** STATED TASK 1 **
Using the text on how educators spend their summers, decide whether each statement below agrees with it: (a) Erin Beard is working toward a doctorate through the University of Oregon. (b) Matt Bell spends his summer volunteering at the Mexican border. (c) Beard teaches social studies at a middle school in Medford. Answer yes or no for each, quoting the words of the text that decide it.
BEGIN TEXT SECTION
Summer is a time to recharge for educators across the country, but the ways they find to do so run the gamut from more work to lots of play and everything in between. Some teachers lock their classroom doors only to head right back to school themselves, like Erin Beard, who is pursuing her doctorate degree through the University of Oregon. Others, like Matt Bell, seek out mountains to climb for adrenaline-fueled adventures. Still others take on a second job, either to make ends meet or to save some extra money for goals like traveling and retirement.

Some take students on trips or travel internationally with family and friends. Some, like Megan Fitzgerald, travel south to the Mexican border to volunteer for a cause they believe in. All squeeze every last drop out of summer, knowing as all educators do that very soon, the back-to-school bell will sound again, and long, lazy summer days turn back into full-time work weeks filled with the labor and love that is the education profession.

“I think our nine months of the year is pretty compressed,” says Beard, who teaches social studies at Hedrick Middle School in Medford. “We’re doing twelve months of work in nine. There’s no way anyone can get truly prepped in the hours we are supposed to be in the school building. So it’s a trade-off, but it’s not time off.”
END TEXT SECTION
BEGIN INFORMATION PROVIDED
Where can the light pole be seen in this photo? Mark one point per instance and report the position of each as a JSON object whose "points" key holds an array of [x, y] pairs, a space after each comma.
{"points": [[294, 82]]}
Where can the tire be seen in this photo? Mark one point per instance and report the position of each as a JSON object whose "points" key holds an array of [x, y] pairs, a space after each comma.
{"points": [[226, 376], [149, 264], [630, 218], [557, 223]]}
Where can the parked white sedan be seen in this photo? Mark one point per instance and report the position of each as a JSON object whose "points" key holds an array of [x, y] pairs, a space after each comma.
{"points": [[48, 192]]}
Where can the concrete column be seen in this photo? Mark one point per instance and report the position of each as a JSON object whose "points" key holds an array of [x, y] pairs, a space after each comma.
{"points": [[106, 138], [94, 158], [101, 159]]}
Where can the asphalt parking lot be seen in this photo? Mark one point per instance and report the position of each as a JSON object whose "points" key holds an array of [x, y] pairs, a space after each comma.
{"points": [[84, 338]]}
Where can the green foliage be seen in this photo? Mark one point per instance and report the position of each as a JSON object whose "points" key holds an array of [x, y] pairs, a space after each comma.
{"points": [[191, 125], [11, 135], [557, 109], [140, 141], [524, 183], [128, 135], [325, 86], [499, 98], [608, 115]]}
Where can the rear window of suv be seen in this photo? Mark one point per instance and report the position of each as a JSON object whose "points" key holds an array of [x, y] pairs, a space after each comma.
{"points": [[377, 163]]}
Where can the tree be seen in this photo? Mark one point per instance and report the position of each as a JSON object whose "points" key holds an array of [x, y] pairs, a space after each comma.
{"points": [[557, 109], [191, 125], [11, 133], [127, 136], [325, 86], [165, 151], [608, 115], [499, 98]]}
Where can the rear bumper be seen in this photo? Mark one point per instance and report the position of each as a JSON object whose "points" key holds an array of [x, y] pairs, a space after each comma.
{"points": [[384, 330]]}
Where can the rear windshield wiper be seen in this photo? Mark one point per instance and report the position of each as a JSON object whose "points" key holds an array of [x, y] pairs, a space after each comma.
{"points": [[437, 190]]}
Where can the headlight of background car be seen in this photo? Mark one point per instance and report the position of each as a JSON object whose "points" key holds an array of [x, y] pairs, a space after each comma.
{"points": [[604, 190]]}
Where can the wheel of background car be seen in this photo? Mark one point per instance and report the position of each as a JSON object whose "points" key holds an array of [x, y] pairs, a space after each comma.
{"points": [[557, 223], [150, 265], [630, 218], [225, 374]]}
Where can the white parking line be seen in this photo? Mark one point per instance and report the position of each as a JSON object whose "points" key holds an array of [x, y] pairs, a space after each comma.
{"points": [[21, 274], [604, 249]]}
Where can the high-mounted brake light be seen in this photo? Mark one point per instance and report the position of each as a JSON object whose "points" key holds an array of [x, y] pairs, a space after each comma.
END INFORMATION PROVIDED
** STATED TASK 2 **
Gather every line of the entries that contains the word "background" and copy each one out in full.

** ANSWER 1 **
(a) Yes: "who is pursuing her doctorate degree through the University of Oregon"
(b) No: "Others, like Matt Bell, seek out mountains to climb for adrenaline-fueled adventures."
(c) Yes: "who teaches social studies at Hedrick Middle School in Medford"

** ANSWER 2 **
Where can the headlight of background car be seen in this photo? Mark one point per instance and report the position of each as a JSON object whose "points" key holds an array of [x, y] pairs, a space after each comma.
Where can the wheel of background car be seen in this photo? Mark one point per instance and report the position of each as a JSON object whose "points" key holds an array of [x, y] pairs, a space after each comma.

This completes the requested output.